What needs to be done – Write out each of the following records verbatim, line by line.
--- begin Data to use ---
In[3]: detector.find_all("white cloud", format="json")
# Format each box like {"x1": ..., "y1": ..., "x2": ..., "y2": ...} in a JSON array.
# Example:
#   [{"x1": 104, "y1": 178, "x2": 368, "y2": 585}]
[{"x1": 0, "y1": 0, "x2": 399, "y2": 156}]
--- end Data to use ---
Exercise response –
In[3]: detector.find_all("white cloud", format="json")
# Format each box like {"x1": ..., "y1": ..., "x2": ..., "y2": ...} in a JSON array.
# Example:
#   [{"x1": 104, "y1": 178, "x2": 368, "y2": 585}]
[{"x1": 0, "y1": 0, "x2": 399, "y2": 156}]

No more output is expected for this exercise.